**Teks Sumber:**
--------

Derita Generasi Kala Pedofil Mendapat Grasi
Oleh: Tety Kurniawati
(Anggota Komunitas Penulis Bela Islam)
LensaMediaNews- Terpidana kasus pelecehan seksual yang juga mantan guru Jakarta Internasional School (JIS) Neil Bantleman telah bebas. Neil ditahan di Lembaga Permasyarakatan Kelas 1 Cipinang, Jakarta Timur. “Sudah bebas dari Lapas kelas 1 Cipinang tanggal 21 Juni 2019,” kata Kabag Humas Ditjen Permasyarakatan Ade Kusmanto.
Neil dibebaskan karena mendapat grasi dari Presiden Joko Widodo berdasarkan Keputusan Presiden Nomor 13/G tahun 2019 tanggal 19 juni 2019, berisi pengurangan hukuman pidana penjara dari 11 tahun menjadi 5 tahun 1 bulan dan denda pidana Rp 100 juta. (Kompas.com 12/7/19)
Fakta ini jelas telah menjadi lembaran kelam bagi upaya perlindungan generasi. Negara yang semestinya hadir memberikan perlindungan keamanan. Ternyata justru menunjukkan ketidakseriusannya dalam membendung arus kekerasan dan pelecehan seksual terhadap anak. Alih-alih menghukum pedofil dengan hukuman berat, justru kebebasan yang mereka dapat.
Inilah buah pahit penerapan liberalisme-kapitalisme. Kebebasan tanpa batas yang diusungnya. Meniscayakan lahirnya produk hukum liberal yang melayani kepentingan pemilik kapital maupun negara besar yang menaunginya. Hingga posisi negara lemah terhadap pelaku kriminal, terutama yang berkewarganegaraan asing.

--------

**Data Masukan:**

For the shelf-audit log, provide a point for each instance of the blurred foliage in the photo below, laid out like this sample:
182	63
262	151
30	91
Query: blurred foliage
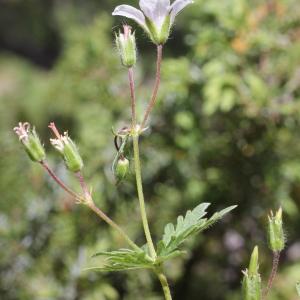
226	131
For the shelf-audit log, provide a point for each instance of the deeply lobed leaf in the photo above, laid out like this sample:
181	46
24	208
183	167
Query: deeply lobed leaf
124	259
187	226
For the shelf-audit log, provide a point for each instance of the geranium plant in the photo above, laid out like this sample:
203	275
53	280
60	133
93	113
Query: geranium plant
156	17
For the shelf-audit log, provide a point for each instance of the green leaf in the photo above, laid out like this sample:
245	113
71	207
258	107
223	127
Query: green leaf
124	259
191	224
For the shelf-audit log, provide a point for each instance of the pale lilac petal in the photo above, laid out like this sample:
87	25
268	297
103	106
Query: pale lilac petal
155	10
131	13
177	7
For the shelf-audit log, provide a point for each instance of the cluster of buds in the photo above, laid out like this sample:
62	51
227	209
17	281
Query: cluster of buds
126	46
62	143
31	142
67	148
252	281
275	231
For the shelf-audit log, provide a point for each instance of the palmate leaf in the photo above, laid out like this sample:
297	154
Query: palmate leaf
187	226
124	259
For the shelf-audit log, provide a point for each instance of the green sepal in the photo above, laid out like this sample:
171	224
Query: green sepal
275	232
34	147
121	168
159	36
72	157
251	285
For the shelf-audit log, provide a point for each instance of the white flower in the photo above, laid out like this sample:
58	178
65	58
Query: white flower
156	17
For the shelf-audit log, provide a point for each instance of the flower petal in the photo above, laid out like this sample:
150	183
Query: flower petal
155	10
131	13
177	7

--------

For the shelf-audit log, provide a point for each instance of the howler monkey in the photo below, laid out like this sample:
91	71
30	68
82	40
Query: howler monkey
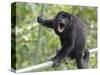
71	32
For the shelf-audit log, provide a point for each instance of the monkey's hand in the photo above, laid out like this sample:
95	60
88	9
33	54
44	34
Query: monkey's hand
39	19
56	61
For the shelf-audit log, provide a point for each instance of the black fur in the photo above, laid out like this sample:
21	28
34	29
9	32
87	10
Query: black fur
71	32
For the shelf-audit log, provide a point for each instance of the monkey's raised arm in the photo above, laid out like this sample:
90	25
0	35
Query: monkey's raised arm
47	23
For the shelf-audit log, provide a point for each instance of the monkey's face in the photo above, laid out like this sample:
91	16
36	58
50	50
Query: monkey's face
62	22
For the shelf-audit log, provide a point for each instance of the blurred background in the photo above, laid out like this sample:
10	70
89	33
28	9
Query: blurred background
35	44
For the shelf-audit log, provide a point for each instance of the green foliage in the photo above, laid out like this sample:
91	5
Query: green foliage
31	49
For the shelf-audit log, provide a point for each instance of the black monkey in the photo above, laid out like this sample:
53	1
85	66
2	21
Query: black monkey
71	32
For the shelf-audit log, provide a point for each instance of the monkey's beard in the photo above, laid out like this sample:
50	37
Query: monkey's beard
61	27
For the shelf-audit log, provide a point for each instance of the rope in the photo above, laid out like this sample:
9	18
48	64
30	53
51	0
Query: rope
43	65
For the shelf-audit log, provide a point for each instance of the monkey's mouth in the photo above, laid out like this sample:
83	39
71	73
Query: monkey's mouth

--------

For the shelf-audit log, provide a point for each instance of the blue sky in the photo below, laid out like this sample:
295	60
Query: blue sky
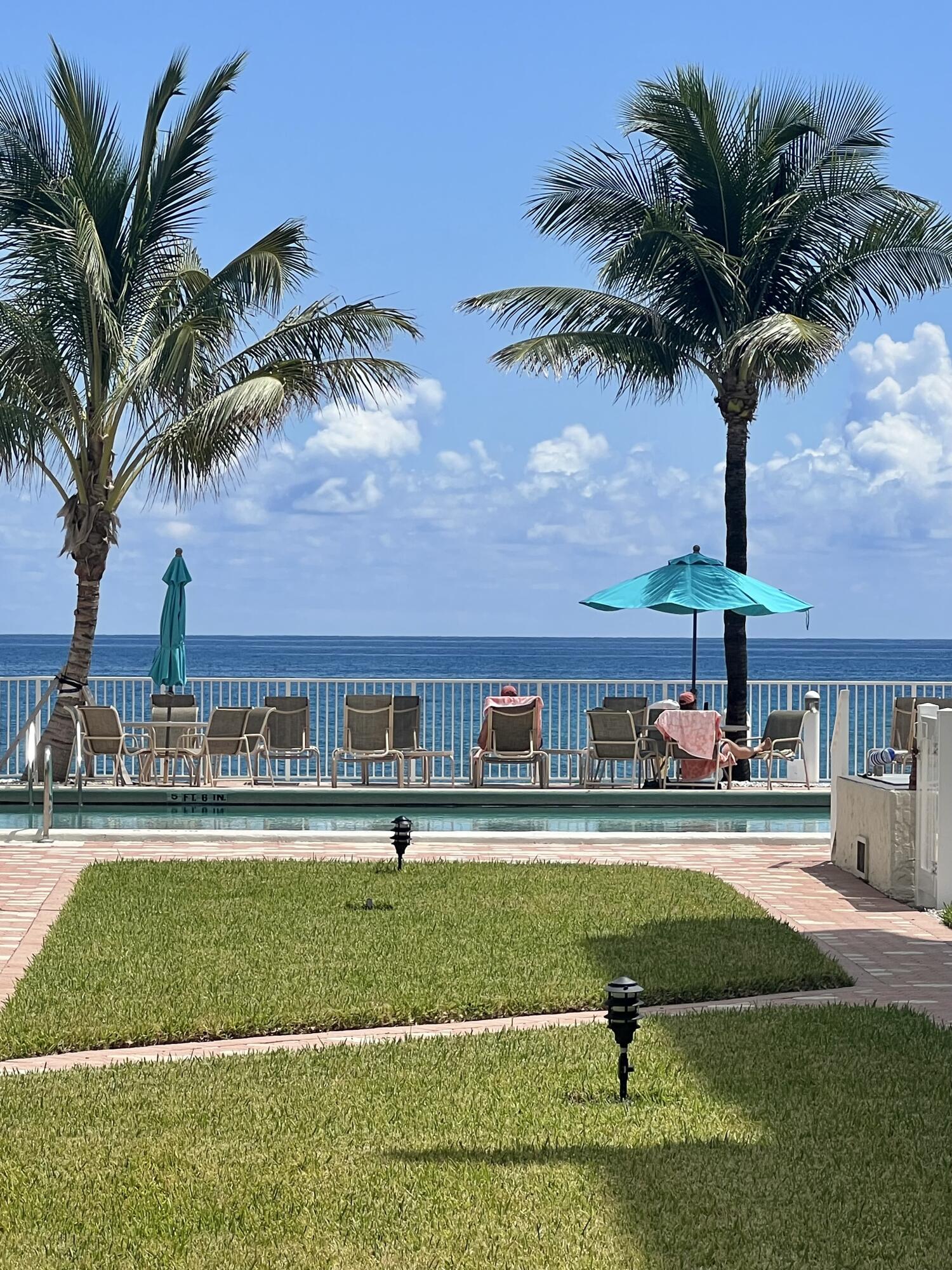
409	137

--------

**Petunjuk Tugas:**
1: Ambil dari baris-baris data di atas, mulai dari baris yang memuat "the blurred background" sampai dengan baris yang memuat "Query: monkey's mouth", lalu tulis ulang baris-baris itu tanpa perubahan sedikit pun.
2: Teruskan teks tentang grasi bagi terpidana pelecehan seksual anak itu, dimulai tepat setelah kalimat terakhirnya.

**Jawaban Tiap Tugas:**
1:
For the shelf-audit log, provide a point for each instance of the blurred background in the photo above, laid out like this sample:
10	70
89	33
28	9
Query: blurred background
35	44
For the shelf-audit log, provide a point for each instance of the green foliage in the photo above, laid out like this sample:
91	5
Query: green foliage
31	49
For the shelf-audit log, provide a point for each instance of the black monkey in the photo above, laid out like this sample:
53	1
85	66
2	21
Query: black monkey
71	32
For the shelf-audit log, provide a point for each instance of the monkey's beard in the photo above, laid out like this sample:
50	37
Query: monkey's beard
61	27
For the shelf-audit log, provide a point for each instance of the rope in the photo above, laid out like this sample:
9	18
48	64
30	53
51	0
Query: rope
43	65
For the shelf-audit log, provide a point for each instance of the monkey's mouth in the photo above, laid out like this sample:
83	39
71	73
Query: monkey's mouth

2:
Kasus pedofilia ke depan pun dipastikan kian marak karena tak ada hukuman tegas bagi pelakunya. Pedofil yang bebas bukan tak mungkin akan terus melanggengkan tindak pelecehan seksualnya. Sedang minimnya penanganan korban yang tersedia, memunculkan potensi transformasi korban menjadi pelaku berikutnya.
Di lain sisi, para pedofil yang tak terungkap kasusnya akan semakin leluasa menjalankan aksinya karena melihat celah lemahnya penegakan hukum yang ada. Kondisi ini diperparah dengan diadopsinya akidah sistem kapitalisme yakni sekularisme. Pemisahan agama dari kehidupan terbukti menciptakan individu yang rendah mutu ketakwaan.
Orang tua yang abai akan kewajiban menanamkan nilai-nilai Islam, masyarakat yang toleran terhadap kemaksiatan, serta penguasa yang tidak serius menfilter konten media. Tidak mengherankan jika kemudian pornografi dan pornoaksi senantiasa ada dan merusak generasi.
Sesungguhnya tak ada solusi sejati kecuali ia bersumber dari Illahi. Akal pikir manusia yang terbatas, takkan mampu menyelesaikan masalah ke akarnya. Hanya sekadar menyelesaikan masalah dengan masalah baru berikutnya. Islam tak hanya memberi solusi bersifat kuratif tapi juga bersifat preventif.
Sebagai upaya preventif Islam memastikan berfungsinya tiga pilar yakni pilar individu, masyarakat dan negara. Pilar individu menekankan pada peningkatan ketakwaan lewat penanaman pemahaman islam yang shohih. Bersumber dari Alquran dan as-sunnah serta mengembalikan peran strategis ibu sebagai pendidik generasi.
Penguatan pilar masyarakat merujuk pada pentingnya hidup berjamaah dengan amar ma’ruf nahi munkar. Agar semua elemen masyarakat secara sadar mencegah tindak kekerasan dan pelecehan seksual di lingkungannya. Terakhir, pilar negara dalam menjaga generasi adalah memastikan bahwa setiap individu memperoleh pemahaman agama yang mumpuni.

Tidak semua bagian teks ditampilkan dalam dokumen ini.